▶ WHAT THE EXERCISE ASKS: Recast every line of the entries below as a Markdown table with the columns "Row" and "Entry line," numbering each row and omitting blank lines. Leave the pictures out of the table.

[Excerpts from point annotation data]
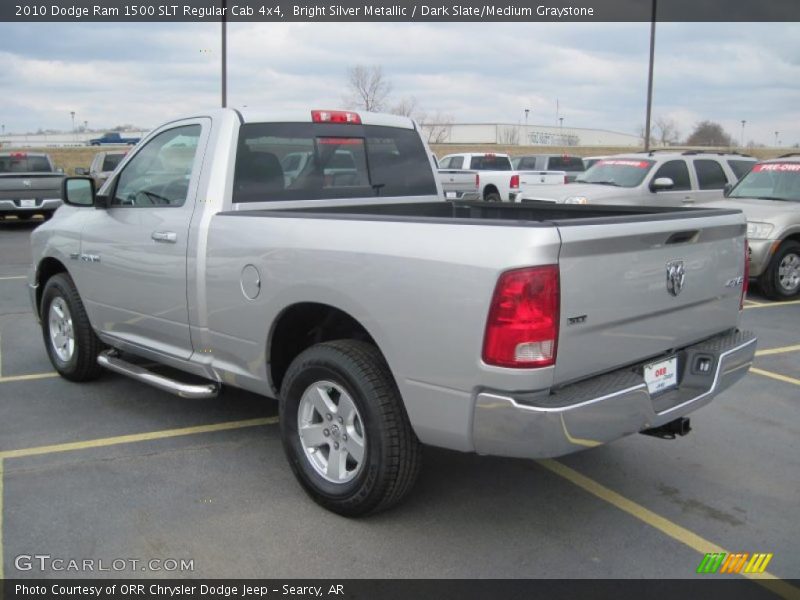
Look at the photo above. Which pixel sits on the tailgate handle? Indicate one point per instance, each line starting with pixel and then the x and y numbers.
pixel 682 237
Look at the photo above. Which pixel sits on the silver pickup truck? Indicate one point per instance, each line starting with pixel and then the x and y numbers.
pixel 381 316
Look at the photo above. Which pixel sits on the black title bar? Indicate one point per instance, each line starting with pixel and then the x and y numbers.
pixel 592 11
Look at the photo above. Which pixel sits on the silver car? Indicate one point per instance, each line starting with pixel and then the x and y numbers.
pixel 769 196
pixel 653 178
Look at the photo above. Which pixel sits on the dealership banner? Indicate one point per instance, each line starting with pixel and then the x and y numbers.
pixel 597 11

▶ REPLY:
| Row | Entry line |
|---|---|
| 1 | Look at the photo above. Which pixel sits on the tailgate handle? Indicate one point per instance, each line starting with pixel and then the x and y numbers. |
| 2 | pixel 682 237 |
| 3 | Look at the photo above. Which pixel sits on the silver pickup truck? Indicate one point per instance, each line starting with pixel and then the x and y numbers. |
| 4 | pixel 381 316 |
| 5 | Look at the photo above. Which pixel sits on the black title bar? Indicate one point per instance, each line starting with pixel and then the x and y numbers. |
| 6 | pixel 592 11 |
| 7 | Look at the photo above. Which pixel sits on the silver car? Indicate one point per instance, each line starting with pixel and then the x and y numbers. |
| 8 | pixel 769 196 |
| 9 | pixel 653 178 |
| 10 | Look at the photo above. Which pixel sits on the dealership banner? Indicate one point per instance, each line starting with pixel and then the x and y numbers. |
| 11 | pixel 597 11 |